[DOCUMENT PASSAGE]
Looking for problems to include in a future Chess Heroes book, I chanced upon this, by a composer previously unknown to me.

#2 Miss Rose Marsden
The Tablet, 14 Nov 1925
Of course I wanted to find out more about Rose, and I’m sure you do too. Was she perhaps a child prodigy, following in the footsteps of Lilian Baird a generation earlier? Or maybe she was a lady of a certain age and class involved with the Imperial Chess Club. Nothing could be further from the truth than either of those speculations.
Join me now as we visit Billingsgate Fish Market in the early spring of 1891, where the foul stench of the fish is matched only by the foul language of the porters. For many years Billingsgate was a byword for loud and abusive language. It’s one of those fish porters, Henry Isaac Marsden, we are here to meet.
On census day, Sunday 5 April, we visit his house at 90 Armagh Road, Bow, some 3½ miles or so away from Billingsgate. There are flats there now, just west of the Olympic Stadium and south of Victoria Park, but this would have been a small Victorian terraced cottage. Did he walk to work or take the train? 11 year later his journey would become easier with the opening of the Upminster branch of the District Railway, with a new station at Bow Road. Henry, or Harry as he preferred to be known, and his wife Emily are both aged 29, sharing their home with four daughters, Emily junior (11), Alice (9), Ellen (8) and Louisa (3). Except that they’re not his daughters.
Emily had previously been married to an Irish labourer named Michael Cleary, who was the girls’ father. It’s not at all clear where Michael was in 1891, but it was quite possible that her relationship with Henry Marsden was bigamous.
Emily is heavily pregnant, and just four days later another daughter would be born, given the name Rosetta. Unlikely as it may seem, Rosetta, the fish porter’s daughter, grew up to become a published chess problemist.
Let’s follow the family forward. By 1901 they’d moved round the corner, to 25 Appian Road, where Henry was still a fish porter in the market. They now had five children of their own: Rosetta had been joined by Henry George, Lily, Florence Violet and Daisy May. You’ll notice that, in the fashion of the time, the girls all had charmingly floral names. Louisa was also still at home, as was Ellen, who had reverted to Cleary.
Ten years on, and they’d moved to 82 Libra Road, still on the same estate. Florence and Daisy were still at school. Lily had left, but not yet found a job. Henry junior was an office lad, and Rosetta was employed in a confectionery works. Henry senior was yet again, as he would be in 1921, described as a fish porter.
The confectionery works would have been Clarnico, the trading name of Clarke, Nickolls & Coombs Ltd, taken from the first letters of their names. One of the largest confectionery companies of their day, their factory in Hackney Wick was a mile or so away from Rosetta’s family home.

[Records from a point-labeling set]
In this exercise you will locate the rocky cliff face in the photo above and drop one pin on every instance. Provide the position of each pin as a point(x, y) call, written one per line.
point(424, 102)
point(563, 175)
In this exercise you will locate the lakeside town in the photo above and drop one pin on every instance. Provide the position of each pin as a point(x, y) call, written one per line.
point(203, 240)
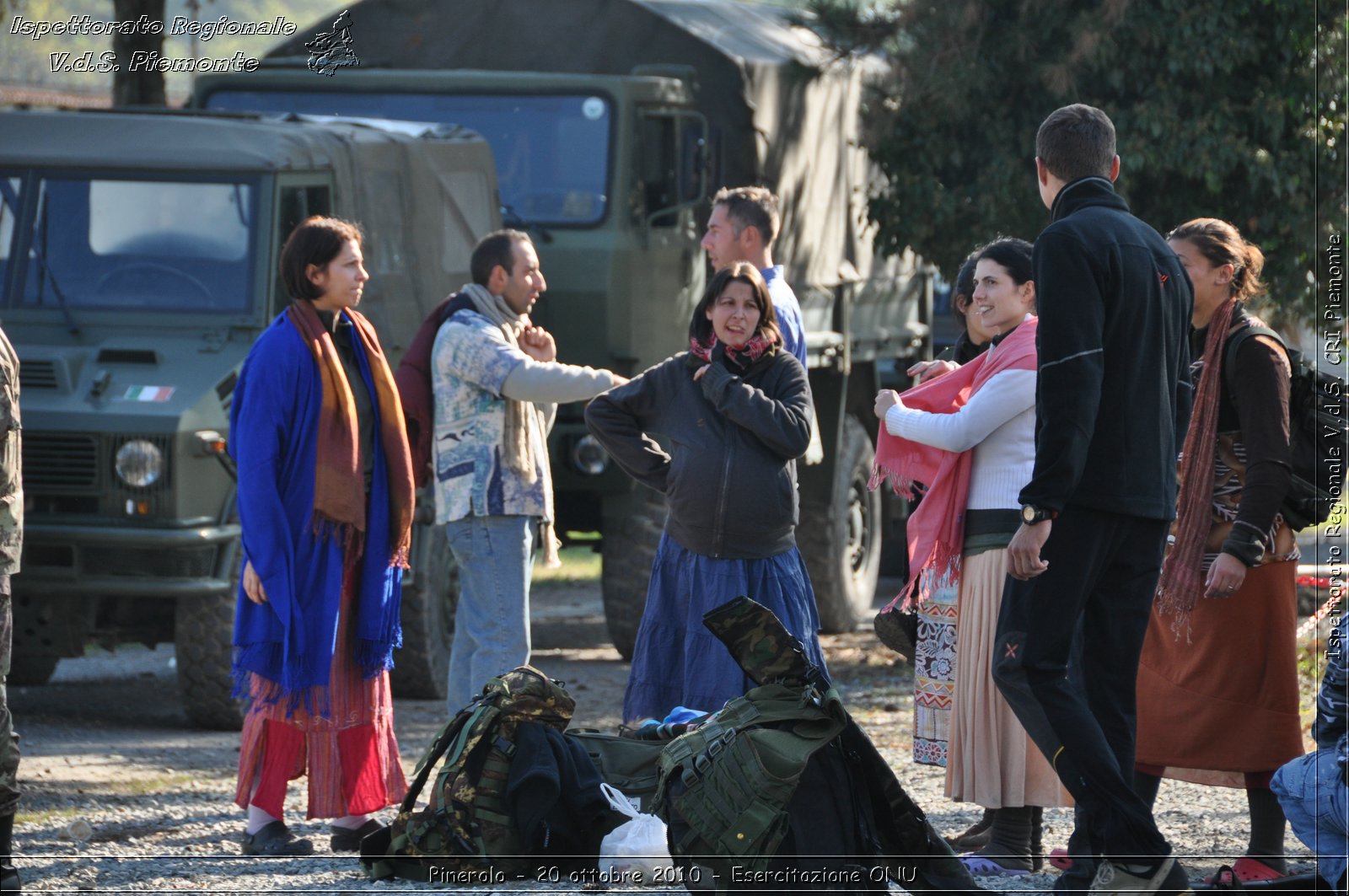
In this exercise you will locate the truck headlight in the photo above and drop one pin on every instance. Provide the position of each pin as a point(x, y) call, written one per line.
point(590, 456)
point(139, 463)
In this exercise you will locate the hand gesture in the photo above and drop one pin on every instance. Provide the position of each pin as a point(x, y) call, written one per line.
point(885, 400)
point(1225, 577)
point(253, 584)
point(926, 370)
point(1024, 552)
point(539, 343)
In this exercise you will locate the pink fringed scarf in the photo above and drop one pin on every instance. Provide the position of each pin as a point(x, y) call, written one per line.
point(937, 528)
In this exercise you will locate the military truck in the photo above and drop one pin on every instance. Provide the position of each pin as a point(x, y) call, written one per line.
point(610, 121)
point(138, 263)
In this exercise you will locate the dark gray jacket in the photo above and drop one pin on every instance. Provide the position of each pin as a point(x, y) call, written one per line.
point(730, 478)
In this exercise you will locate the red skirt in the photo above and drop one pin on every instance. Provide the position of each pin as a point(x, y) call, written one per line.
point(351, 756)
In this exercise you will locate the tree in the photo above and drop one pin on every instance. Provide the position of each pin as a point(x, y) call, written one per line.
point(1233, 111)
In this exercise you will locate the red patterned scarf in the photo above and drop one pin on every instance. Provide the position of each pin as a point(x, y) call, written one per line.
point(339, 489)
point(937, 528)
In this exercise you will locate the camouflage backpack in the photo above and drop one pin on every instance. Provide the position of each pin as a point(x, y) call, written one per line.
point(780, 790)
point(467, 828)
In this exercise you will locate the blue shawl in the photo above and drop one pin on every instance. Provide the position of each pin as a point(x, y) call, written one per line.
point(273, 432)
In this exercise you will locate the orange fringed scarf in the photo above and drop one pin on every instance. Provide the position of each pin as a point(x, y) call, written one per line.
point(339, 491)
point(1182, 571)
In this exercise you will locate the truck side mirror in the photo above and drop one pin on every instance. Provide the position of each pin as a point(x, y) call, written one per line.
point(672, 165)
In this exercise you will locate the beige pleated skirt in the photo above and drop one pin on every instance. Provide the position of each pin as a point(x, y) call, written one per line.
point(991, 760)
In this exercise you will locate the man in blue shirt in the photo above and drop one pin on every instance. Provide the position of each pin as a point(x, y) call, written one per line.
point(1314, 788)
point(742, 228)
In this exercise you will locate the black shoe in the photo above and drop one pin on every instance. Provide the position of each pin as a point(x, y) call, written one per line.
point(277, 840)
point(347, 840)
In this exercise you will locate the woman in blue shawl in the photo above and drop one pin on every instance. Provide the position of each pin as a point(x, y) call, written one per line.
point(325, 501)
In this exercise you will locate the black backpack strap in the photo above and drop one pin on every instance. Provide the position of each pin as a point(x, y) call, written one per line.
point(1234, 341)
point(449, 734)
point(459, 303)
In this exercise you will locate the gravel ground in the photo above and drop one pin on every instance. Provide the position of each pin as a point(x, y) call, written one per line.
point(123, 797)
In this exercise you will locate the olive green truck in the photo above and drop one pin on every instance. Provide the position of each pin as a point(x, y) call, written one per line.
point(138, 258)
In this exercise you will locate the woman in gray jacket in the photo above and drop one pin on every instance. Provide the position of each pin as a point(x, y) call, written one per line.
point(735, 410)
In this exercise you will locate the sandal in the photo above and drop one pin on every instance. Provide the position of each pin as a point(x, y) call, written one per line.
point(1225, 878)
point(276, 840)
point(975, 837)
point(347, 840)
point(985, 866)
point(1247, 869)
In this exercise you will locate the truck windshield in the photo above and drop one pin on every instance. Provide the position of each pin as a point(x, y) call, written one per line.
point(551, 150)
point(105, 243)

[WHAT THIS EXERCISE ASKS]
1. In the Rose Marsden article, take the part between "Emily had previously" and "Marsden was bigamous.", inclusive, and reproduce it with "Michael Cleary" substituted by "Patrick Cleary".
2. According to the Rose Marsden article, which five children were Henry and Emily's own by 1901? Give their names as they appear.
The records have no connection to the Rose Marsden article.

[THE ANSWERS]
1.
Emily had previously been married to an Irish labourer named Patrick Cleary, who was the girls’ father. It’s not at all clear where Michael was in 1891, but it was quite possible that her relationship with Henry Marsden was bigamous.

2. Rosetta, Henry George, Lily, Florence Violet, Daisy May